------ Material shown ------

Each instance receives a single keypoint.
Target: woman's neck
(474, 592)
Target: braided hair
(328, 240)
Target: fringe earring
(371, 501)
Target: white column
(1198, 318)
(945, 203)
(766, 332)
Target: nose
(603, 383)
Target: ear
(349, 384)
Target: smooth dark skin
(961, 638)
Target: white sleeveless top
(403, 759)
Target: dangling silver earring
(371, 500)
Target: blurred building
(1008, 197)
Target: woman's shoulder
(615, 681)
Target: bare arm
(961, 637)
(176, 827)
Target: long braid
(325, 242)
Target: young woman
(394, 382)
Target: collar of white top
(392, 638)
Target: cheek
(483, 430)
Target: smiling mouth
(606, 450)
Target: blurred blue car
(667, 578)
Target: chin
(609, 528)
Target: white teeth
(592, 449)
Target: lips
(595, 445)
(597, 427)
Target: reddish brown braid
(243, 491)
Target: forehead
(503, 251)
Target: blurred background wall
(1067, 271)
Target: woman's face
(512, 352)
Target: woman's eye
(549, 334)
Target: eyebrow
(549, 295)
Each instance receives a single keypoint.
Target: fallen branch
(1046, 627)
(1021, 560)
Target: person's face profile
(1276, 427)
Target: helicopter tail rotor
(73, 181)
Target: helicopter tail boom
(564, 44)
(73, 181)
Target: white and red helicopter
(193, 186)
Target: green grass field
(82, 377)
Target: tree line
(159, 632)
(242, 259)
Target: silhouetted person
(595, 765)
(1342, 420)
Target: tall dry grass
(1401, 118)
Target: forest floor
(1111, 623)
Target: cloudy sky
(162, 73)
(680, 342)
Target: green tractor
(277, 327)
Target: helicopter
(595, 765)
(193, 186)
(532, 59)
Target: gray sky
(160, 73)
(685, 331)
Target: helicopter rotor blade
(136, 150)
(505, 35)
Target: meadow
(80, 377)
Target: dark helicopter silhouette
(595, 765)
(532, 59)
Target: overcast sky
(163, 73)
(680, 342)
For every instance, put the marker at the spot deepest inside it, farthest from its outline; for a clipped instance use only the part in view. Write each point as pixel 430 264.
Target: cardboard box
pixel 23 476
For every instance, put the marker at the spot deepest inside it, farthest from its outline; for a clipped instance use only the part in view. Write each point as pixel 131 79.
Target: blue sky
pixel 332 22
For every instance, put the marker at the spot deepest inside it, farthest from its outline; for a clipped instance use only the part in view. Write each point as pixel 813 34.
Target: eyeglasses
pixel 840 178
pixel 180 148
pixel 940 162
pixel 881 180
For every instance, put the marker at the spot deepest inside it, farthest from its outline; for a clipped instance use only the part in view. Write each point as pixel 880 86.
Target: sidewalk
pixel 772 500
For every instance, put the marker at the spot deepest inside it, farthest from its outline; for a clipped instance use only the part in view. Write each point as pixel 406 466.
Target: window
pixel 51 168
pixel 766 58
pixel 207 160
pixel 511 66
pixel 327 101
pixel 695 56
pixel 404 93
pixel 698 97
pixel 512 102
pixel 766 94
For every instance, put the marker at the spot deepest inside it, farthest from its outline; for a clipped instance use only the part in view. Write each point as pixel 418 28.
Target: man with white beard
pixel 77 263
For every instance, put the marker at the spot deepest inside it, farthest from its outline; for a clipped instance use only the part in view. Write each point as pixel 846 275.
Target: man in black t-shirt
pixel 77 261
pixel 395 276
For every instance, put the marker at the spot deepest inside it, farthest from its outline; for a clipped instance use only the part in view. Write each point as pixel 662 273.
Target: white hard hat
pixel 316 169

------

_Assignment_. Every line of the listing that includes the word "Write" forms the answer.

_Solution to the exercise_.
For every instance, put the marker at the spot deepest inside it, farthest from its outline; for a clipped instance use only the part in view. Write each point as pixel 430 264.
For every instance, put the marker at the spot deepest inside it, farthest from its outline; for a clipped instance use only the part in view. Write each point as pixel 131 79.
For every instance, put the marker at the spot deepest inside it, farthest from its outline; for a clipped instance use only the part in view. Write each point as pixel 813 34.
For every instance, put the marker at the spot deepest inside it, farthest from its outline; for a clipped instance use only the part in view. Write each point as pixel 880 86.
For every instance, put the marker at the spot deepest inside it, farthest from its outline; for a clipped instance use only the part in view. Write each point as pixel 406 466.
For every instance, put the marker at the spot deepest inside it, farthest from its outline; for a clipped instance use only the part in view. Write each point as pixel 418 28.
For every instance, put the marker at the spot deepest inside it, farthest from its outline; for a clipped instance use only the part in view. Write each point as pixel 846 275.
For every instance, put the marker at the spot deepest inside it, farthest from its outline; for a clipped instance use only the part in view. Write each point as pixel 662 273.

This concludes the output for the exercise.